Community Discussions and Support
SpamHalter failing to catch junk mail

 

Some time after asserting SH hiccup fix I found that it wasn't true —

Pmail/Spamhalter was failing again. I decided to find more on it,

specially on what was happening behind curtains.

One thing was very evident: Pmail/Spamhalter looses its handle on

words4.db3 file every time a new mail message or a reclassification

produced an error at System Message's pane. Something in my hardware,

OS or Pmail lead it to miss control over SH database, thus the error.

Using Sysinternal's Process Explorer I found that when working

properly, words4.db3 had this status:


 

On SH error, the above pane was shown completely blank, that is, no application was using wrds4.db3 file. Then I decided to change mailbox address from UNC to mapped path

notation (following a hunch), so it looked like this on Process

Explorer Search pane, after the change:

 

 

 

As you can see the System handle

doesn't appear with this setup. With this setup I removed the Lanman

Redirector (a middle man) from the process with a gain in speed and

no more Spanhalter hiccups so far. My fingers still crossed anyway...

▶ _Items_

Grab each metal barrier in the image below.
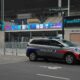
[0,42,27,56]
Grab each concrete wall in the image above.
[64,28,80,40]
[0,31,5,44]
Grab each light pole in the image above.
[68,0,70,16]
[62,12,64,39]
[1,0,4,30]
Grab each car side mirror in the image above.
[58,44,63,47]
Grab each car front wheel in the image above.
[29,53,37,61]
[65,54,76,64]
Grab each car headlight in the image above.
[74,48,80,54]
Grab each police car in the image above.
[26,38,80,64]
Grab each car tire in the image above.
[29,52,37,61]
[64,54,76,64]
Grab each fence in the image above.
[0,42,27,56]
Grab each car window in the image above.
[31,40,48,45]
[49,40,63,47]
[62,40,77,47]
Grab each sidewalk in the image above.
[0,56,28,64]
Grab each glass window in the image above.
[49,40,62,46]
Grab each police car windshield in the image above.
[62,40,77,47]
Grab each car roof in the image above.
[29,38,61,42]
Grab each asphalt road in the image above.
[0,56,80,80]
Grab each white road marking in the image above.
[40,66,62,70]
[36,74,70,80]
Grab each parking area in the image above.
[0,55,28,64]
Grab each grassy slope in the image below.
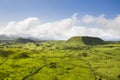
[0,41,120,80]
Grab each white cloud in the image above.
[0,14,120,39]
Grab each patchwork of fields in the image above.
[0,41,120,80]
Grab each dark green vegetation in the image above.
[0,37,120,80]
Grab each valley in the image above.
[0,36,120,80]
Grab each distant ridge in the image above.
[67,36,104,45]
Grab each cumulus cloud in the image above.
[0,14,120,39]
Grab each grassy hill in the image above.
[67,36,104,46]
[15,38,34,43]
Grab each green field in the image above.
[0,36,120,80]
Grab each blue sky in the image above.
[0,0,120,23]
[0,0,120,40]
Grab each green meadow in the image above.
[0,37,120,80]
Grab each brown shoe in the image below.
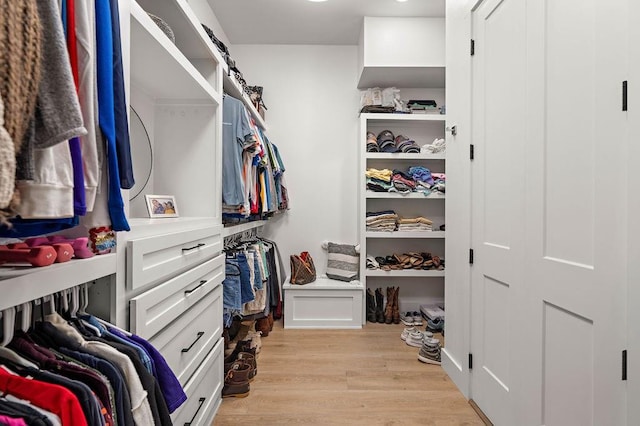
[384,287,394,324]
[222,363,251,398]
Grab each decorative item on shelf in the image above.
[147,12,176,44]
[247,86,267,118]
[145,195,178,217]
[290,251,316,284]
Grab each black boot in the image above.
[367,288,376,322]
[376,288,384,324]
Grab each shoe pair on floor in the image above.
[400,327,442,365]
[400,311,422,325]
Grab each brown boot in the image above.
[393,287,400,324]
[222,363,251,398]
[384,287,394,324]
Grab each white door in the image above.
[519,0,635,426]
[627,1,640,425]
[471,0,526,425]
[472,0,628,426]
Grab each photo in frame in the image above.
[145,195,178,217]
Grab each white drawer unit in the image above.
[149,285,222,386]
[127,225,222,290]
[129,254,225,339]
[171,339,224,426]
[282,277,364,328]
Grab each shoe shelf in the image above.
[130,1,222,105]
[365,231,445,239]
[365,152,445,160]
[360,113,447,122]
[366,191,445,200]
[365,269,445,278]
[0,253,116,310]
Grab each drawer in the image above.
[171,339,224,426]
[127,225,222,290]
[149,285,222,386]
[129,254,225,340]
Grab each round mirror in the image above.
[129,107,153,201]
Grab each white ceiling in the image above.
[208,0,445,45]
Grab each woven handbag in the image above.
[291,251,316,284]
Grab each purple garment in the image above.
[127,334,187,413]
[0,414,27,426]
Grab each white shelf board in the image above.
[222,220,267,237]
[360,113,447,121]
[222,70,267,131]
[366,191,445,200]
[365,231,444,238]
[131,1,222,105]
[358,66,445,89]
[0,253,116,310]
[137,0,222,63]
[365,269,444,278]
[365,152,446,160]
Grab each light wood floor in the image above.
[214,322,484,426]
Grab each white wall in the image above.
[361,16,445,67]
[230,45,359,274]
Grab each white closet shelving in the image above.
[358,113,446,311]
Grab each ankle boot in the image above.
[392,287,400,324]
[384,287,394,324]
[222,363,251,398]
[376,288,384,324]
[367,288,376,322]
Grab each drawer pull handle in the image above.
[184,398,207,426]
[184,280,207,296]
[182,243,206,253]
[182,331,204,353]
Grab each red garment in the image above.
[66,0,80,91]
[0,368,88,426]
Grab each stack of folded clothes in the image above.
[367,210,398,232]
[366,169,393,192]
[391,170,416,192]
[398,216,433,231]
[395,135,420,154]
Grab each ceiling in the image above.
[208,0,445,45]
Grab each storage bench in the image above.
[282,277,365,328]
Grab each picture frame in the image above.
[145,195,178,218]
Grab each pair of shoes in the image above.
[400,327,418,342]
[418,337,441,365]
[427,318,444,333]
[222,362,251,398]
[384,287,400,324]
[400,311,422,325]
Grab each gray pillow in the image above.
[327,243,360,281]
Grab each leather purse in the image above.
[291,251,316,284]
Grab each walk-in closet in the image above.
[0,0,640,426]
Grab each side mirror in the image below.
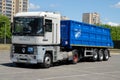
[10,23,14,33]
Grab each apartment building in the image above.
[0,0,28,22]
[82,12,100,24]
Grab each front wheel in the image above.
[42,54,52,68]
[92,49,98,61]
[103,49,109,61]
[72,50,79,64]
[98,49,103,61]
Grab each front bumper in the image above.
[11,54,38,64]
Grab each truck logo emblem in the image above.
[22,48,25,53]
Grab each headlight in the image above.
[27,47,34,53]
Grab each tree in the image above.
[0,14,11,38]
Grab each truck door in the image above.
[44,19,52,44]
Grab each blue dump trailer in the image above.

▶ _Objectives_
A) In the SpamHalter forum post, what tool did the writer use to check the status of the words4.db3 file?
B) Reproduce the SpamHalter forum post verbatim, from "words4.db3 file every" down to "thus the error.".
C) Pick up the SpamHalter forum post after its final sentence and continue writing it.

▶ _In response_
A) Sysinternal's Process Explorer.

B)
words4.db3 file every time a new mail message or a reclassification

produced an error at System Message's pane. Something in my hardware,

OS or Pmail lead it to miss control over SH database, thus the error.

C)
I still think something may be

misconfigured in my WinXP, or maybe it's just the old hardware

signaling it will give up some day, but Pegasus Mail has been running

much better (stabler?) after this change. Unless one day I return to

LAN usage (I doubt it very much) this shall remain like this.

Just to mention, Dear Wife's machine (a

WinXP SP3 desktop) still uses UNC notation without problems, probably

because she uses it very little and the SH hiccup occurs after some

time online.

I hope this can give you more to think.

Any comments will be welcomed.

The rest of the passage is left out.